# DATA FOR REVIEW:
□ □ □

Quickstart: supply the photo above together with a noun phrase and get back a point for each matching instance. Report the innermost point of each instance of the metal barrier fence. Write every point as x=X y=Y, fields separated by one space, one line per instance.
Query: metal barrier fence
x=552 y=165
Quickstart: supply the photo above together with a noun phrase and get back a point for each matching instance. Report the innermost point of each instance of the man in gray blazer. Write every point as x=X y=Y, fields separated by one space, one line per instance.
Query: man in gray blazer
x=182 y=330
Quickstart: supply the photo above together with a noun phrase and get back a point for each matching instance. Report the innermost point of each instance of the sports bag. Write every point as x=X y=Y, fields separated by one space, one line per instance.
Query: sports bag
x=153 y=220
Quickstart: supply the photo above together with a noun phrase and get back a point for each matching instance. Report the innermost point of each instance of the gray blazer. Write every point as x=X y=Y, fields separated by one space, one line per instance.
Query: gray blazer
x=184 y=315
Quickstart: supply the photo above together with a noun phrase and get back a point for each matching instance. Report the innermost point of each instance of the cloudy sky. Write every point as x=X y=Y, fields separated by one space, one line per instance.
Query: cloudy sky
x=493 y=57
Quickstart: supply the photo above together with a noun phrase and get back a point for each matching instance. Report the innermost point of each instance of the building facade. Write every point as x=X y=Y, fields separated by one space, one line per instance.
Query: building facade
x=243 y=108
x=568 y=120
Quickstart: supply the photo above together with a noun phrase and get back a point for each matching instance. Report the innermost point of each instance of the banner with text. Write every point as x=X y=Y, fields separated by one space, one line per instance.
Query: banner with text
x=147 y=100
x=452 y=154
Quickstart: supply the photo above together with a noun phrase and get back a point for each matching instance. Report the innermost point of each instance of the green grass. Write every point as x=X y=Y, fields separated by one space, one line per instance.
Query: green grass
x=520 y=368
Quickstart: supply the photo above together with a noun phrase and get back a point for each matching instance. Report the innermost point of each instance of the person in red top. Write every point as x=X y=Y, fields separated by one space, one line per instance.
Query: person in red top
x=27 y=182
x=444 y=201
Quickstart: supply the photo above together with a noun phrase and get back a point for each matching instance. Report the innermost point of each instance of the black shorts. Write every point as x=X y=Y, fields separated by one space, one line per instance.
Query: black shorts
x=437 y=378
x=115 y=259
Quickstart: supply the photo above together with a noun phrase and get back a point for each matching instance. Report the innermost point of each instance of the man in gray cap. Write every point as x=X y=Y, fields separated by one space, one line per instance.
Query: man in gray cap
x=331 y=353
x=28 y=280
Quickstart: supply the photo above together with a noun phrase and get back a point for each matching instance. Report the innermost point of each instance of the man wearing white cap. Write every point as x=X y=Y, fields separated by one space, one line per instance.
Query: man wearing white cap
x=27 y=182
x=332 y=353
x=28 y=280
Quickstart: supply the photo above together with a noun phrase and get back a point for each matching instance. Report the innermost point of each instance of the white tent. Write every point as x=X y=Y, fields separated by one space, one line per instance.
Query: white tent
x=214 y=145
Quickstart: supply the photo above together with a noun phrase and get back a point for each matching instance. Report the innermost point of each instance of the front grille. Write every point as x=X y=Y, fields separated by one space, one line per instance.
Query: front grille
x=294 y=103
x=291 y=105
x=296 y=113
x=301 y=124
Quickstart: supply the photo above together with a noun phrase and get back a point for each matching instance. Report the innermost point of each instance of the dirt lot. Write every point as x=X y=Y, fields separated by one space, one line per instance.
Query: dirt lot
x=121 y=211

□ □ □

# EXERCISE DETAILS:
Extract from the listing above the lines between the line containing "Query: person in red top" and the line containing "in gray cap.", keeping both of those lines. Output nothing else.

# RESPONSE TO THIS TASK:
Query: person in red top
x=27 y=182
x=444 y=201
Quickstart: supply the photo above together with a noun phrase and get back a point for each matching instance. Report the innermost point of each instance of the black shorts. Write every point as x=X y=Y, fields separated by one space, one line per instance.
Query: black shorts
x=437 y=378
x=115 y=259
Quickstart: supply the photo above together with a noun phrase and get back a point for each matching instance. Report the innermost point of each instance of the man in gray cap. Write every point as x=X y=Y, fields separated by one space, one line per instance.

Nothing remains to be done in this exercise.